*Exercise goal:* Output nothing but the lines from the line with "Where can the black" through the end of the listing below, both ends included.

*Provided data:*
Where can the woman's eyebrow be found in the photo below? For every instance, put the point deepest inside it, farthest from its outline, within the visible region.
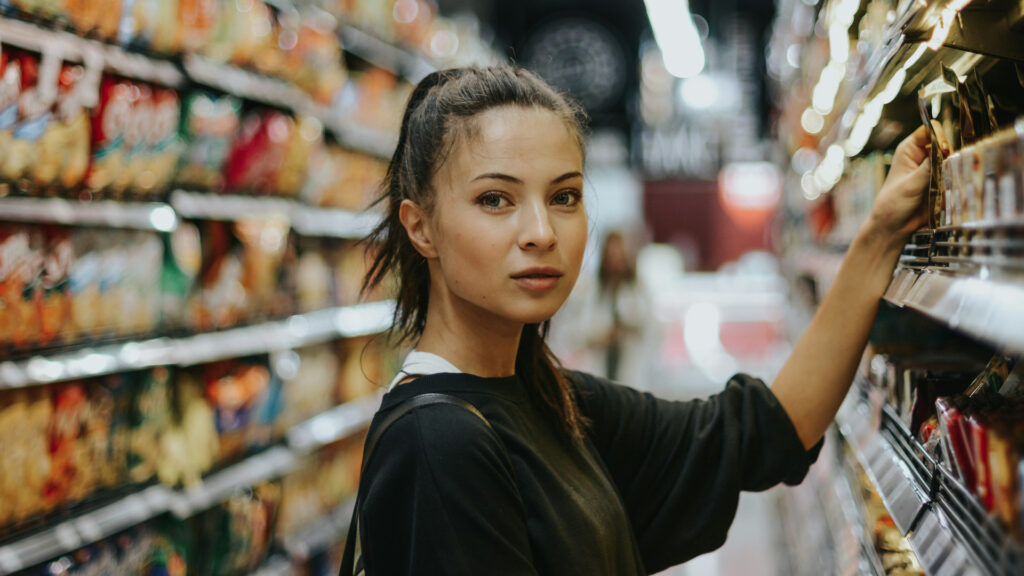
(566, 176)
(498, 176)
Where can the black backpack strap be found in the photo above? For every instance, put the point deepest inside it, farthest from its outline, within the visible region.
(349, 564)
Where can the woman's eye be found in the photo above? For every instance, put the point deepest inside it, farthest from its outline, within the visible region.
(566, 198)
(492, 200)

*Written solution:*
Where can the black backpack strap be found in the photo above? For every instance, put the point deepest inside it, farthest from its outline, within the visible region.
(349, 564)
Where can the woman's eye be found in the photo above? For every instance, put the point deepest inside it, farthest from its outline, within the visible region.
(566, 198)
(492, 200)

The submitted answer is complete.